**Referring expression data**.
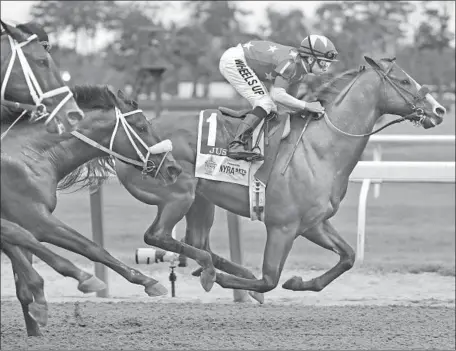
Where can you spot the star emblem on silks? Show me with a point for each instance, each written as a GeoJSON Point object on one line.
{"type": "Point", "coordinates": [293, 54]}
{"type": "Point", "coordinates": [248, 45]}
{"type": "Point", "coordinates": [269, 76]}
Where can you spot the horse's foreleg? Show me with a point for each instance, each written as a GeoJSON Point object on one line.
{"type": "Point", "coordinates": [29, 290]}
{"type": "Point", "coordinates": [14, 234]}
{"type": "Point", "coordinates": [278, 245]}
{"type": "Point", "coordinates": [325, 236]}
{"type": "Point", "coordinates": [200, 219]}
{"type": "Point", "coordinates": [48, 228]}
{"type": "Point", "coordinates": [159, 235]}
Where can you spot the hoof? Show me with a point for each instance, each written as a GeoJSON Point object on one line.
{"type": "Point", "coordinates": [257, 296]}
{"type": "Point", "coordinates": [92, 284]}
{"type": "Point", "coordinates": [207, 279]}
{"type": "Point", "coordinates": [38, 312]}
{"type": "Point", "coordinates": [293, 283]}
{"type": "Point", "coordinates": [197, 272]}
{"type": "Point", "coordinates": [155, 289]}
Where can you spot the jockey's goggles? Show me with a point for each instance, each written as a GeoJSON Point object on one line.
{"type": "Point", "coordinates": [323, 64]}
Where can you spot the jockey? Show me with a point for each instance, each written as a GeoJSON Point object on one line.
{"type": "Point", "coordinates": [248, 66]}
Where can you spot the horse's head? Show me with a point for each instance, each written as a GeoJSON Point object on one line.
{"type": "Point", "coordinates": [31, 80]}
{"type": "Point", "coordinates": [403, 96]}
{"type": "Point", "coordinates": [123, 128]}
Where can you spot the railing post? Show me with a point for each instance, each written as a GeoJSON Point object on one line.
{"type": "Point", "coordinates": [236, 251]}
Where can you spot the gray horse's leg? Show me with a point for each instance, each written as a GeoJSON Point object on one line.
{"type": "Point", "coordinates": [159, 235]}
{"type": "Point", "coordinates": [29, 289]}
{"type": "Point", "coordinates": [278, 245]}
{"type": "Point", "coordinates": [14, 234]}
{"type": "Point", "coordinates": [200, 219]}
{"type": "Point", "coordinates": [325, 236]}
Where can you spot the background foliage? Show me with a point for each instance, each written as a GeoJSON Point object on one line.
{"type": "Point", "coordinates": [193, 47]}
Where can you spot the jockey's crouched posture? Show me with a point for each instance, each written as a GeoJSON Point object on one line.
{"type": "Point", "coordinates": [247, 66]}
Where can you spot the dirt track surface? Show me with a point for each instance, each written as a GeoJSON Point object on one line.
{"type": "Point", "coordinates": [173, 326]}
{"type": "Point", "coordinates": [358, 311]}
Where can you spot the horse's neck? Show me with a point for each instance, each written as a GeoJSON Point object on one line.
{"type": "Point", "coordinates": [70, 154]}
{"type": "Point", "coordinates": [356, 114]}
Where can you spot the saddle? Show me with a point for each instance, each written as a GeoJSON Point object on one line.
{"type": "Point", "coordinates": [266, 136]}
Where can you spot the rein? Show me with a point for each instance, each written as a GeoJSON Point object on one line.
{"type": "Point", "coordinates": [147, 165]}
{"type": "Point", "coordinates": [416, 116]}
{"type": "Point", "coordinates": [39, 110]}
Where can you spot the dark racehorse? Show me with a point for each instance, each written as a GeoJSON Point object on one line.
{"type": "Point", "coordinates": [30, 80]}
{"type": "Point", "coordinates": [33, 163]}
{"type": "Point", "coordinates": [301, 196]}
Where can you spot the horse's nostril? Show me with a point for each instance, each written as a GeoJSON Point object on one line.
{"type": "Point", "coordinates": [174, 171]}
{"type": "Point", "coordinates": [440, 111]}
{"type": "Point", "coordinates": [75, 116]}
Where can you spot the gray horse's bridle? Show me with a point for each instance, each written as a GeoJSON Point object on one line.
{"type": "Point", "coordinates": [39, 110]}
{"type": "Point", "coordinates": [147, 165]}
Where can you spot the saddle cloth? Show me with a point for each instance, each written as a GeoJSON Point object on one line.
{"type": "Point", "coordinates": [215, 131]}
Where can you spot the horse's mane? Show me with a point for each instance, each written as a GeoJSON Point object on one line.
{"type": "Point", "coordinates": [94, 96]}
{"type": "Point", "coordinates": [327, 92]}
{"type": "Point", "coordinates": [94, 172]}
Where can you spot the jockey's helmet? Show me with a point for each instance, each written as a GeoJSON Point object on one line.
{"type": "Point", "coordinates": [34, 28]}
{"type": "Point", "coordinates": [319, 47]}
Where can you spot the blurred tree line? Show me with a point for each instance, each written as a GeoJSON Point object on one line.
{"type": "Point", "coordinates": [192, 48]}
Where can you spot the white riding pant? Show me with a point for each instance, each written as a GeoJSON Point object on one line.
{"type": "Point", "coordinates": [234, 68]}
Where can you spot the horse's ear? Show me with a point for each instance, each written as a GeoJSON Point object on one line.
{"type": "Point", "coordinates": [374, 64]}
{"type": "Point", "coordinates": [112, 96]}
{"type": "Point", "coordinates": [120, 94]}
{"type": "Point", "coordinates": [15, 33]}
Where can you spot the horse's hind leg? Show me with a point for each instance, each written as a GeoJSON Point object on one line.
{"type": "Point", "coordinates": [48, 228]}
{"type": "Point", "coordinates": [159, 234]}
{"type": "Point", "coordinates": [200, 219]}
{"type": "Point", "coordinates": [278, 245]}
{"type": "Point", "coordinates": [29, 287]}
{"type": "Point", "coordinates": [325, 235]}
{"type": "Point", "coordinates": [14, 234]}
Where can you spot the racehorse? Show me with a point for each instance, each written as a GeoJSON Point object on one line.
{"type": "Point", "coordinates": [308, 179]}
{"type": "Point", "coordinates": [35, 161]}
{"type": "Point", "coordinates": [30, 80]}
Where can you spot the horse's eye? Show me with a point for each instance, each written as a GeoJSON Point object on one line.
{"type": "Point", "coordinates": [42, 62]}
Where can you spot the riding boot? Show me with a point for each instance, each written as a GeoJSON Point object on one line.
{"type": "Point", "coordinates": [237, 148]}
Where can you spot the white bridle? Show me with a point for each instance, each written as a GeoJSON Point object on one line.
{"type": "Point", "coordinates": [148, 166]}
{"type": "Point", "coordinates": [35, 90]}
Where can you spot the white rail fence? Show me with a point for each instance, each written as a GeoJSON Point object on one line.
{"type": "Point", "coordinates": [367, 172]}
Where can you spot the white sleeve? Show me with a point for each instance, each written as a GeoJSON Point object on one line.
{"type": "Point", "coordinates": [282, 97]}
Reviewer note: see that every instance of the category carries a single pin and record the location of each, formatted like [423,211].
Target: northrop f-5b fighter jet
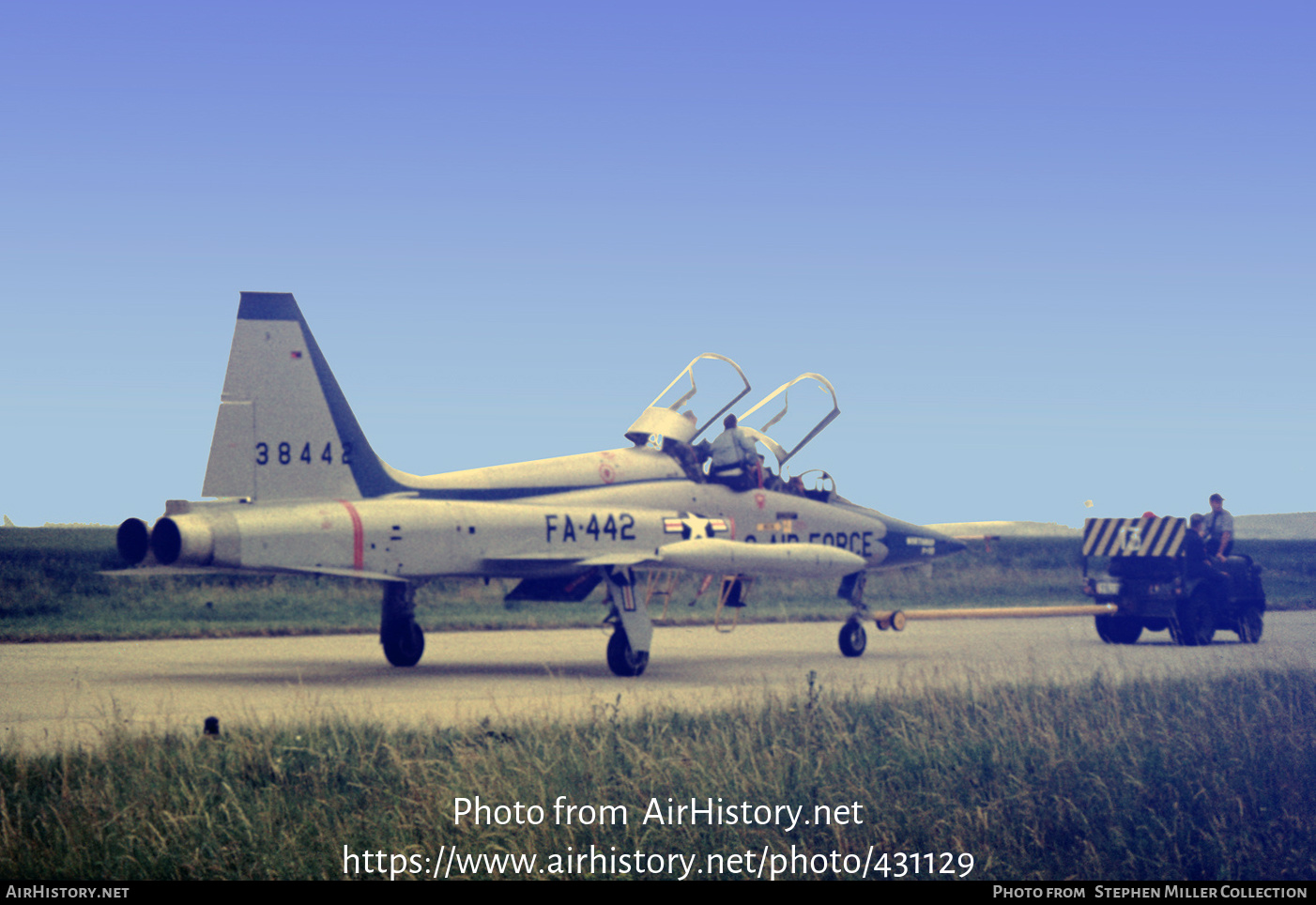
[298,489]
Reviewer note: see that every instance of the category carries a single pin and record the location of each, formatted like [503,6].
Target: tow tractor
[1153,586]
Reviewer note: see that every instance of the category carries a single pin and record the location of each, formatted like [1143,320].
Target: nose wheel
[621,659]
[853,638]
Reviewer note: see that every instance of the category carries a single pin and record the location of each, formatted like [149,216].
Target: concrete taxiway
[74,694]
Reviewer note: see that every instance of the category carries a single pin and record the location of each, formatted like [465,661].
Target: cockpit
[671,426]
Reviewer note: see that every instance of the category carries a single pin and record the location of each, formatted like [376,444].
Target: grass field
[50,591]
[1153,779]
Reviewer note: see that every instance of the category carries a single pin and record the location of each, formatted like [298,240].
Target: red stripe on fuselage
[359,538]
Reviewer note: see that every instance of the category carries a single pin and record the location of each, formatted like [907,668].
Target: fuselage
[532,518]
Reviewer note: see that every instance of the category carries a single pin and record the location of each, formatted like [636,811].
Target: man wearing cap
[1218,529]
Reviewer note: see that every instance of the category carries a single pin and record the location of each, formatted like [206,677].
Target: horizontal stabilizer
[177,571]
[733,557]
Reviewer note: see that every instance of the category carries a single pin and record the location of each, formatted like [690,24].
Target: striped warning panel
[1133,537]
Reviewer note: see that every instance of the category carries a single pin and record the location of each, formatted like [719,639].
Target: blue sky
[1048,253]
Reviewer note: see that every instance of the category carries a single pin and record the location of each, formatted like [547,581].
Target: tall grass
[1151,779]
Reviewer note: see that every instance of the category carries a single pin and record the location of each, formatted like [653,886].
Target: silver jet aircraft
[298,489]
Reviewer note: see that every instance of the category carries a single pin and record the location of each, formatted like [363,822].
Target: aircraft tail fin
[284,429]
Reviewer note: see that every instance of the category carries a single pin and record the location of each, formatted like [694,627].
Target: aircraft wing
[701,555]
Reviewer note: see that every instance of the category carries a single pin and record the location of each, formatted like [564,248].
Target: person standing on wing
[735,456]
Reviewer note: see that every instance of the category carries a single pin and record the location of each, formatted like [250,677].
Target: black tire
[621,659]
[1195,625]
[853,638]
[406,645]
[1119,629]
[1250,625]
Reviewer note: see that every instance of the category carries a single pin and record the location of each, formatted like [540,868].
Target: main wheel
[621,659]
[853,638]
[1119,629]
[1195,623]
[1250,625]
[406,645]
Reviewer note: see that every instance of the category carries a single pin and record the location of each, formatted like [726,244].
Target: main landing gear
[621,658]
[634,632]
[403,639]
[853,639]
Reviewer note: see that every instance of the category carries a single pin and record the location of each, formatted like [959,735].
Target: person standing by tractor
[1218,529]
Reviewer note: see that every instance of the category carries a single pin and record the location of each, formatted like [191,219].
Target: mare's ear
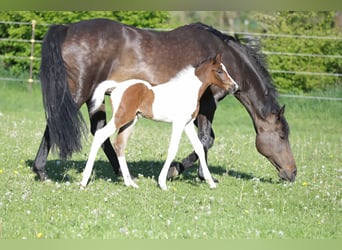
[218,58]
[281,112]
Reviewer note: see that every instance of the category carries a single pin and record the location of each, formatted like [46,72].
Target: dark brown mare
[78,56]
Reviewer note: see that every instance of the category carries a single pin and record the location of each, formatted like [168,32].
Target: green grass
[249,202]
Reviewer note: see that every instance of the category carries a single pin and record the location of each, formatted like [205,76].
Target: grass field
[249,202]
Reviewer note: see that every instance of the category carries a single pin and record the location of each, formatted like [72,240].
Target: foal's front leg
[177,129]
[198,147]
[100,136]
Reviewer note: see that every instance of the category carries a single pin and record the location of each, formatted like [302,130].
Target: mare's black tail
[64,120]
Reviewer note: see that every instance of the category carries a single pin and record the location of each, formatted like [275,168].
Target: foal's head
[212,71]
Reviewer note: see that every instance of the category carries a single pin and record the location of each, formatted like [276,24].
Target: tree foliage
[13,50]
[300,24]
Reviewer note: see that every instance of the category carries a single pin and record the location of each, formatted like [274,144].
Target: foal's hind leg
[100,136]
[196,143]
[98,121]
[208,104]
[120,146]
[177,130]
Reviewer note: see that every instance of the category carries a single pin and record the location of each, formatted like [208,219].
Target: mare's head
[212,71]
[259,96]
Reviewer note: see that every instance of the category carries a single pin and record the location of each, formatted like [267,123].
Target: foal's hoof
[82,186]
[202,178]
[175,169]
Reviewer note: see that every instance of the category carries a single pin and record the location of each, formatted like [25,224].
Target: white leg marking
[198,147]
[125,172]
[100,136]
[177,129]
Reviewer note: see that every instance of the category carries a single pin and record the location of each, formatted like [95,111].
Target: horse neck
[256,94]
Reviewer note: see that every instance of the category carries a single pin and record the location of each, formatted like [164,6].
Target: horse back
[100,49]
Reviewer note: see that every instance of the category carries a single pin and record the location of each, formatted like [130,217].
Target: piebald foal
[176,101]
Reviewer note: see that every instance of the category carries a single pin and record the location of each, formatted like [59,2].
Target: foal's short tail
[99,93]
[64,121]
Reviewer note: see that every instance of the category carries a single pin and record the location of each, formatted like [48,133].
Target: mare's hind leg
[100,136]
[177,130]
[120,146]
[42,154]
[98,121]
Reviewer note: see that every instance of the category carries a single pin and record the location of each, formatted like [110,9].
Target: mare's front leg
[100,136]
[198,147]
[98,121]
[42,154]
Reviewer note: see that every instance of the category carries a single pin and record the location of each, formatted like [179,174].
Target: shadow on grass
[58,171]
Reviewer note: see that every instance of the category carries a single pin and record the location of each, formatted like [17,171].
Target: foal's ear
[218,58]
[281,112]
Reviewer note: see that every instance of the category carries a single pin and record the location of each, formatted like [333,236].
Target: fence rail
[32,42]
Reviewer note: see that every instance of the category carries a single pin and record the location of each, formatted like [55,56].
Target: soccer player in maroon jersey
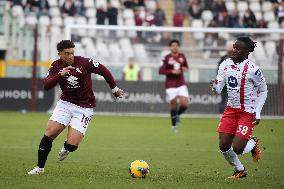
[74,110]
[174,64]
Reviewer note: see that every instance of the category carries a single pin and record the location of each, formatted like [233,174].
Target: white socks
[233,159]
[250,144]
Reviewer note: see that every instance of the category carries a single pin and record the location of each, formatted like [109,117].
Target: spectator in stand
[234,19]
[249,20]
[195,9]
[150,20]
[101,16]
[222,19]
[166,39]
[160,15]
[68,8]
[261,24]
[131,72]
[211,38]
[208,4]
[112,13]
[178,20]
[280,12]
[132,4]
[43,7]
[32,6]
[138,22]
[219,6]
[17,2]
[80,10]
[181,4]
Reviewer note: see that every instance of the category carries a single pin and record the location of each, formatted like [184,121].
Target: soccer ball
[139,169]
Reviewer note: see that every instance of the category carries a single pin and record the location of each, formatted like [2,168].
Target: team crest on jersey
[78,70]
[95,63]
[232,82]
[72,82]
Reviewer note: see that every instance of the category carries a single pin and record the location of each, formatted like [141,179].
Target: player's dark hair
[65,44]
[174,41]
[249,43]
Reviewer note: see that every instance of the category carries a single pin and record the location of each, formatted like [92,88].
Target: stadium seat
[270,48]
[81,20]
[69,20]
[258,15]
[273,24]
[140,51]
[44,21]
[101,3]
[56,21]
[196,23]
[269,16]
[255,6]
[31,20]
[115,3]
[79,50]
[90,12]
[128,14]
[259,51]
[242,6]
[115,52]
[150,5]
[87,41]
[126,47]
[207,15]
[89,4]
[230,5]
[266,6]
[102,49]
[17,11]
[53,3]
[54,11]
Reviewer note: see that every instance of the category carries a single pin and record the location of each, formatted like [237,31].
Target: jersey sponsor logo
[78,70]
[232,81]
[95,63]
[258,73]
[72,82]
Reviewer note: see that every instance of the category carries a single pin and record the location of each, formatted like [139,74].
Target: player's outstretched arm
[117,92]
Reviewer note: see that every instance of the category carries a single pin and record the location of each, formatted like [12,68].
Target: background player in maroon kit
[75,107]
[174,64]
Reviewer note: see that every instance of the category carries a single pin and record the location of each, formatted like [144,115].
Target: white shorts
[72,115]
[174,92]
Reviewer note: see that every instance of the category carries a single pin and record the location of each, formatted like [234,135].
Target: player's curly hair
[65,44]
[250,44]
[174,41]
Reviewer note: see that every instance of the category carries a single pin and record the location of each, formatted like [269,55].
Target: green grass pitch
[187,159]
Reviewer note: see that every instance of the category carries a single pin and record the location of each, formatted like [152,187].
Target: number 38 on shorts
[242,129]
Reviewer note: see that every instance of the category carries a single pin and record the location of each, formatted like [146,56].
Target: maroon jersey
[170,63]
[77,85]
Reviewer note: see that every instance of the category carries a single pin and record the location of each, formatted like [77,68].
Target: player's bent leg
[52,131]
[256,152]
[74,138]
[239,143]
[173,107]
[225,143]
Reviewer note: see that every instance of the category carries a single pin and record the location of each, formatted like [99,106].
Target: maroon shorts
[237,122]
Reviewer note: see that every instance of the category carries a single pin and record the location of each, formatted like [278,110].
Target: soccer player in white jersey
[247,92]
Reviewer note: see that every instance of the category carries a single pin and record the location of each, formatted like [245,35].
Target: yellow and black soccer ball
[139,169]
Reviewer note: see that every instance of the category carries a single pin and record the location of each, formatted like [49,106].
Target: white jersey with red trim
[246,85]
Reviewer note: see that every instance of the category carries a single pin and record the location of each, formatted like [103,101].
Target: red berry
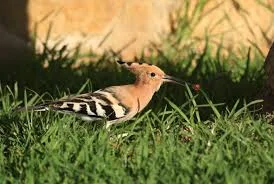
[196,87]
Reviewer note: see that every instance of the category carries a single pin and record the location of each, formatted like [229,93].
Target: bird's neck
[143,93]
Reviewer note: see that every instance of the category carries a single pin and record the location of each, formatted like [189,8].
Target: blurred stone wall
[102,24]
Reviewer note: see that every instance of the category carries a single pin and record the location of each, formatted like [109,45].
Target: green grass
[183,136]
[217,135]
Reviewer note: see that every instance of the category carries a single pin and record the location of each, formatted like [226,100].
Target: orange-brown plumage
[115,104]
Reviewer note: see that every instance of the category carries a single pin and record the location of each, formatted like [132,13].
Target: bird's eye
[152,74]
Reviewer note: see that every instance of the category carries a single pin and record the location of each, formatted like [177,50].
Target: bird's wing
[100,104]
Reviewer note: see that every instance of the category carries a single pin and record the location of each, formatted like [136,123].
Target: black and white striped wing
[92,106]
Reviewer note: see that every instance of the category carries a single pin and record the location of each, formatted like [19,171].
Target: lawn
[216,135]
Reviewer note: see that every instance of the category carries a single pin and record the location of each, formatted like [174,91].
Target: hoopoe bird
[115,104]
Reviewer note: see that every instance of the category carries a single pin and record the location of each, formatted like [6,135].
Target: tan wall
[87,22]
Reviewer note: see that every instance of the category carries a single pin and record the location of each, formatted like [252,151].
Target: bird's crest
[137,67]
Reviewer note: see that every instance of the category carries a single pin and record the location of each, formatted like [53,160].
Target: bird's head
[147,74]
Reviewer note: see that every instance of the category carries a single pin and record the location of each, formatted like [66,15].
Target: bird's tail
[41,107]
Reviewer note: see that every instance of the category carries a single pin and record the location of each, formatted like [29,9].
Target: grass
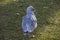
[47,13]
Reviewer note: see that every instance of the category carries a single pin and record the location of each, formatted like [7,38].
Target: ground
[47,13]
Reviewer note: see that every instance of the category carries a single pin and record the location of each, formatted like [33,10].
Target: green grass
[48,20]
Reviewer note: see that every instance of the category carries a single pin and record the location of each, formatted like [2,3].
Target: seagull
[29,21]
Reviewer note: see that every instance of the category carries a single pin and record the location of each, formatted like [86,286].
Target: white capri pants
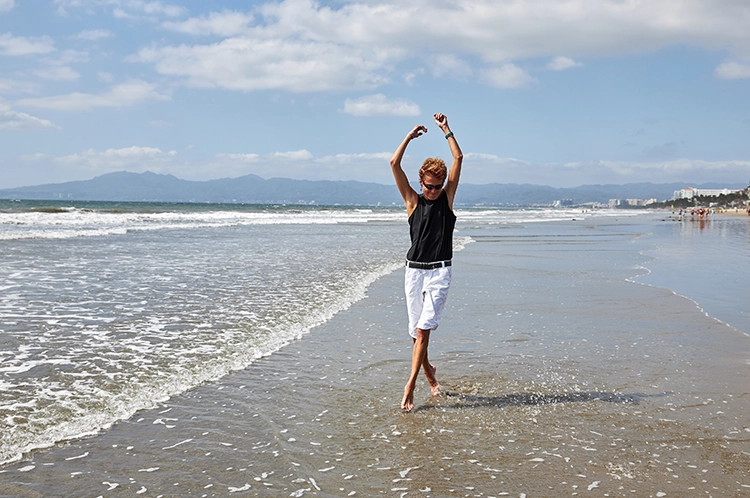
[426,292]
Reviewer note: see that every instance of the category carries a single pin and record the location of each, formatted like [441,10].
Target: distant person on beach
[428,262]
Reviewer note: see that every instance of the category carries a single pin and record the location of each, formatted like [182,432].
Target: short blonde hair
[433,166]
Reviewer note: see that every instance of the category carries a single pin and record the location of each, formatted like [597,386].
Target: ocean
[171,332]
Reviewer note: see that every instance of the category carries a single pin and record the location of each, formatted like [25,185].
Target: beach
[568,365]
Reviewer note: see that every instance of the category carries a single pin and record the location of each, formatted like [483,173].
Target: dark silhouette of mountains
[251,189]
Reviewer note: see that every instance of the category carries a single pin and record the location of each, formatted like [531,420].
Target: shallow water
[561,377]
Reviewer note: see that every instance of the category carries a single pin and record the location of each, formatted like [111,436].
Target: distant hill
[251,189]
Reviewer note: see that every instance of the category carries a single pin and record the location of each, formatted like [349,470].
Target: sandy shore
[560,378]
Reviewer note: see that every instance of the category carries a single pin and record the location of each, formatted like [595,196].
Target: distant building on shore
[690,192]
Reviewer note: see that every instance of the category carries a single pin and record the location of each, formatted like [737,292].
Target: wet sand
[560,378]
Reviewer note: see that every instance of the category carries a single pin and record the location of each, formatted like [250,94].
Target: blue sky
[553,92]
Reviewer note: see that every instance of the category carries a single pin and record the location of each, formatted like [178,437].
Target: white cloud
[224,23]
[9,86]
[58,73]
[122,95]
[561,63]
[124,9]
[306,46]
[13,120]
[39,156]
[6,5]
[451,65]
[379,105]
[134,158]
[256,64]
[94,34]
[733,71]
[25,45]
[507,76]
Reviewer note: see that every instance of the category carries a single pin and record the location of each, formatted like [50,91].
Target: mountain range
[251,189]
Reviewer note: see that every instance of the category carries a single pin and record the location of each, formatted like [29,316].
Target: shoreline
[550,389]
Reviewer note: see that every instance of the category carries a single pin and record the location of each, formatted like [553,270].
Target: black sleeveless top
[431,226]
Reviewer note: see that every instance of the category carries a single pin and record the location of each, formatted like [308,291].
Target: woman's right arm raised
[409,195]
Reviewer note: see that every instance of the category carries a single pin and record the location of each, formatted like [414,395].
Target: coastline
[560,376]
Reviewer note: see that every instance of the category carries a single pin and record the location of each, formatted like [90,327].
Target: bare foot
[407,404]
[430,374]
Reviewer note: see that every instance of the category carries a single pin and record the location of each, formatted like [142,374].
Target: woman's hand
[417,132]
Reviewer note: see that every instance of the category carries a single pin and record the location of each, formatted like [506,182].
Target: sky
[550,92]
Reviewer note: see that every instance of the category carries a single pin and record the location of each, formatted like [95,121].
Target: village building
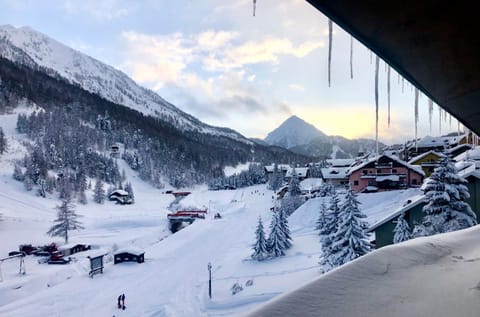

**Instructions for the task**. Scan the entries above for the line containing "Target: white leg marking", and copy it and all lines after it exactly, down to and including the line containing "formatted like [48,133].".

**Response to this task**.
Target: white leg marking
[198,147]
[125,172]
[100,136]
[177,129]
Reviewer note: see that every instance of the category carries a single pin and record the location of each, formatted like [95,111].
Target: horse neck
[256,94]
Reviewer note: see that every instance of the category carries a single pin and record the location of each, formatted like [164,6].
Target: horse back
[100,49]
Reviewer note: see that every instance of the category carries a single pin and record the location of each, formatted like [130,217].
Target: piebald foal
[176,101]
Reviewer note: see that every instance of the category carries a single pin and record the location of each, formatted like [59,2].
Target: foal's short tail
[99,93]
[64,121]
Reviewer note: see that every instance of the category carries a single pin and record the location of each, formatted like [48,133].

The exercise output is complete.